Problem description:
Copy out every line in the material below that contains the word "light". Case counts, so only lines where it appears with that exact capitalization should be included.

-- start Raw data --

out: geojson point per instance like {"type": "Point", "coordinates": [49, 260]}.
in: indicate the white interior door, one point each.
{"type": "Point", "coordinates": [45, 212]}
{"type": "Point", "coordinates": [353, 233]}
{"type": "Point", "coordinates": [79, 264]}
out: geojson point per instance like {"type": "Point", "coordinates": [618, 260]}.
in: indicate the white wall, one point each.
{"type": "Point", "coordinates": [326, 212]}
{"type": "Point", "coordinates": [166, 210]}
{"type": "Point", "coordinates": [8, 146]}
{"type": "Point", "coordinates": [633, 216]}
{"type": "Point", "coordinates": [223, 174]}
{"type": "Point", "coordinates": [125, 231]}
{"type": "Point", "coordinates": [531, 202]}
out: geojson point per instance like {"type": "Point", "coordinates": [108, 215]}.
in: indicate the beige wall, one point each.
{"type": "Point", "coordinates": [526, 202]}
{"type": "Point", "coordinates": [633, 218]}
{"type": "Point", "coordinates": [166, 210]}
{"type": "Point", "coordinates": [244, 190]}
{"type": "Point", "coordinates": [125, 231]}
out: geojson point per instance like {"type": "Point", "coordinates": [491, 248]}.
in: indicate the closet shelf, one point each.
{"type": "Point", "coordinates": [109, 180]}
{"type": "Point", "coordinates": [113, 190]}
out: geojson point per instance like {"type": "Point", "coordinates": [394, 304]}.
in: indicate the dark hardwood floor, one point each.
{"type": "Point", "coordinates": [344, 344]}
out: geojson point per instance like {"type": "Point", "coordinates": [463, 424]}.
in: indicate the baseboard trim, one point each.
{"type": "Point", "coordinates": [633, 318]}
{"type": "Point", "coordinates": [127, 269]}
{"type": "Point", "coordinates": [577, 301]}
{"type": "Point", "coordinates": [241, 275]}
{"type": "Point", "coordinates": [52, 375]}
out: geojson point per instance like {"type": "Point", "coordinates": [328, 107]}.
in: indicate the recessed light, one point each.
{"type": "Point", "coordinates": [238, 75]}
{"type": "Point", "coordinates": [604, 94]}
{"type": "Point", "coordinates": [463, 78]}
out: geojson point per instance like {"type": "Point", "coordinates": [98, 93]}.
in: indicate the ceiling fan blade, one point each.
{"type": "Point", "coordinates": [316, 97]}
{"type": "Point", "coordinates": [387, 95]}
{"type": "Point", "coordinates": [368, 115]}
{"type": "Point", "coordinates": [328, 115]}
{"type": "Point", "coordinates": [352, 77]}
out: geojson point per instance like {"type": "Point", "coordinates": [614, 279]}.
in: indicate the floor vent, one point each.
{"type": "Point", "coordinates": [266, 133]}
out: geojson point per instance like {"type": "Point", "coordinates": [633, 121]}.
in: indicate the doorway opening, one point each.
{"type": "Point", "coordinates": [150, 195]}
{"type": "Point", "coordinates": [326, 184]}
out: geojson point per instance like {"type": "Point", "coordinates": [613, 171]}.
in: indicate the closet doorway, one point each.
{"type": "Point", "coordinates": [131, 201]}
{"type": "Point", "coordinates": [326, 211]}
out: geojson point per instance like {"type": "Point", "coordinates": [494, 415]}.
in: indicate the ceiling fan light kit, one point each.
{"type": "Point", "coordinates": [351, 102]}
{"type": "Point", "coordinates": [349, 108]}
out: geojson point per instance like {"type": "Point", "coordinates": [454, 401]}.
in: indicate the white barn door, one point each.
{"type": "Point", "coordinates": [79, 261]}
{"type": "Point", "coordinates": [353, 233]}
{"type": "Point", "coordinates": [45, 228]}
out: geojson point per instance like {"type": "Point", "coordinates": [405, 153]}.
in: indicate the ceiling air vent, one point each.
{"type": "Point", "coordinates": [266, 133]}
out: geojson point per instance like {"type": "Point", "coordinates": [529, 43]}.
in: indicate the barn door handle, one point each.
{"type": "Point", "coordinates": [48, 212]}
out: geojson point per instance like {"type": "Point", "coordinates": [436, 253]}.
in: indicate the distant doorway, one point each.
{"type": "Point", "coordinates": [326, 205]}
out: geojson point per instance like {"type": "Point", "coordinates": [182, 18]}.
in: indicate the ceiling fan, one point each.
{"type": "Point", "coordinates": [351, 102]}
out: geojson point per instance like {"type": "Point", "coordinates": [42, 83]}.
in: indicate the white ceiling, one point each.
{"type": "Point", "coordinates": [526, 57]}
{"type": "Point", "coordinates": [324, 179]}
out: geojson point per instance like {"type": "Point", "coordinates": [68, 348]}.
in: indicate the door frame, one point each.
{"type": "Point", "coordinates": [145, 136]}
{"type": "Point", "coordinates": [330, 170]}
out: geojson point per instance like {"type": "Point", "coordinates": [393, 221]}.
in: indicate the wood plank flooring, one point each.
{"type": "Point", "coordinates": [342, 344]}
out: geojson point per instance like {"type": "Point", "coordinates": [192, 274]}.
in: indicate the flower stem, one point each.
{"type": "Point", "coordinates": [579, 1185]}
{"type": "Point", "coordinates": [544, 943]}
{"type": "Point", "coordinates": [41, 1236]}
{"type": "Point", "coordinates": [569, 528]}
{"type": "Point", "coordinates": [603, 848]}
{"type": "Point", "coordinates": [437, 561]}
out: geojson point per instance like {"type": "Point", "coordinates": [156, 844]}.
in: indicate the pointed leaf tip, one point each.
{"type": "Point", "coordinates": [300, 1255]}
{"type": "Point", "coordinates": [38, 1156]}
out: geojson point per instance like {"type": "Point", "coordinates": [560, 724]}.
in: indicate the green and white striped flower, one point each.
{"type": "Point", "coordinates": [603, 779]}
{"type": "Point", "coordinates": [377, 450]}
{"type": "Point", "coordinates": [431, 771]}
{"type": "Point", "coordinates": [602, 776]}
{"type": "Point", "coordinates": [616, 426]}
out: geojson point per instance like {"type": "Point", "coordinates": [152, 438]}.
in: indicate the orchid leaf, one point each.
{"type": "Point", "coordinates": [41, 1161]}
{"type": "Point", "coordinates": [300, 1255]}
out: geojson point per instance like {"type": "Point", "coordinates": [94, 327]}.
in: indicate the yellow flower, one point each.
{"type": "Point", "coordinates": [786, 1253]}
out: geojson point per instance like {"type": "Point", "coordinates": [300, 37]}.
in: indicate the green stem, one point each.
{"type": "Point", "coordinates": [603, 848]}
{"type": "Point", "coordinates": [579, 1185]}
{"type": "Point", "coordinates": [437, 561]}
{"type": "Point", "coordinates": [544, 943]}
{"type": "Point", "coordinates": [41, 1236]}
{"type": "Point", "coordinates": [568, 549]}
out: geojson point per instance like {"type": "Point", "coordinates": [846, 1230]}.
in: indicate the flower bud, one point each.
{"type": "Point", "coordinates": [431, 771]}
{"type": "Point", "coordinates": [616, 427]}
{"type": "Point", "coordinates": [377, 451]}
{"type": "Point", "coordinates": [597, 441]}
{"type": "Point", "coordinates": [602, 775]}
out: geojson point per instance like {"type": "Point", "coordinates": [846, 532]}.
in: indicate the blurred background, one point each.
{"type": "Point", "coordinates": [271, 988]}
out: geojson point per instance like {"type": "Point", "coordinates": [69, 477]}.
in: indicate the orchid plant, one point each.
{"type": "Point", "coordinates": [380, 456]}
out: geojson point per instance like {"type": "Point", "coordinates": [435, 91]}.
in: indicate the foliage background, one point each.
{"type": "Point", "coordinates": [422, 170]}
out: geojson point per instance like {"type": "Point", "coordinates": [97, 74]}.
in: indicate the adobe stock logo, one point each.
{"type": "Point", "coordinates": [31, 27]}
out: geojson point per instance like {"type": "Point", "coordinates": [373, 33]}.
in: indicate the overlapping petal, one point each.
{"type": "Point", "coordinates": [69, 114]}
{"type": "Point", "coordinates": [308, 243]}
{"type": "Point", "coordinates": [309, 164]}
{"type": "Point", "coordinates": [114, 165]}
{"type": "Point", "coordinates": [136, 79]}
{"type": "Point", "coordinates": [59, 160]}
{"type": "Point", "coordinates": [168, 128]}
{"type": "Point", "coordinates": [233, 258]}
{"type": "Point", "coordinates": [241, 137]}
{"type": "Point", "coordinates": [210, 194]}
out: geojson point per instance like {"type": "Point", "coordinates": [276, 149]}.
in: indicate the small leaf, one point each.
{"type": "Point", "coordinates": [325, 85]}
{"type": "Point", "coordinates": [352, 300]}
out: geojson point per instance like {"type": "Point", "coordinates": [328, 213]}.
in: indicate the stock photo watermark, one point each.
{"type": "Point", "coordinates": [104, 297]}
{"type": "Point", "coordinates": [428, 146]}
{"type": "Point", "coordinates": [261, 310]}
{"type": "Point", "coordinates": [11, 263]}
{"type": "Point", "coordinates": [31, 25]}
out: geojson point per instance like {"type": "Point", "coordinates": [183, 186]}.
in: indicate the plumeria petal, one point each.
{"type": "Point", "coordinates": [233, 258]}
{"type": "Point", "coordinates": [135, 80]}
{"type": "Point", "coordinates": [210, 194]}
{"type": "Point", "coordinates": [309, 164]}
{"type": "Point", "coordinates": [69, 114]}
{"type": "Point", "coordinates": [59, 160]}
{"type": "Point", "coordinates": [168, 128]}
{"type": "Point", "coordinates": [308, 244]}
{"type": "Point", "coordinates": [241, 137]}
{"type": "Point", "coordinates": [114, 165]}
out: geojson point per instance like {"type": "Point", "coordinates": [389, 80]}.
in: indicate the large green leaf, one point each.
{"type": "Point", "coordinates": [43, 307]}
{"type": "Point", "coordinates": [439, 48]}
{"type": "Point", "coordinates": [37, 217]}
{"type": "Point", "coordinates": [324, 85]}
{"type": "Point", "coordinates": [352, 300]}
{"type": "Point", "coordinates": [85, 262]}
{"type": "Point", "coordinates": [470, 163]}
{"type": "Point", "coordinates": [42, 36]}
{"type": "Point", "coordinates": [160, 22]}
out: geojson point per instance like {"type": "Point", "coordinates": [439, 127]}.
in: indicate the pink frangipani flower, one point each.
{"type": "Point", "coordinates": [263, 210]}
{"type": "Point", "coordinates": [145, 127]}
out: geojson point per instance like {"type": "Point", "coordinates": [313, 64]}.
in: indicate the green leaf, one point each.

-- end Raw data --

Response to this task:
in: indicate the recessed light, one point each.
in: indicate the ceiling fan light kit, one point each.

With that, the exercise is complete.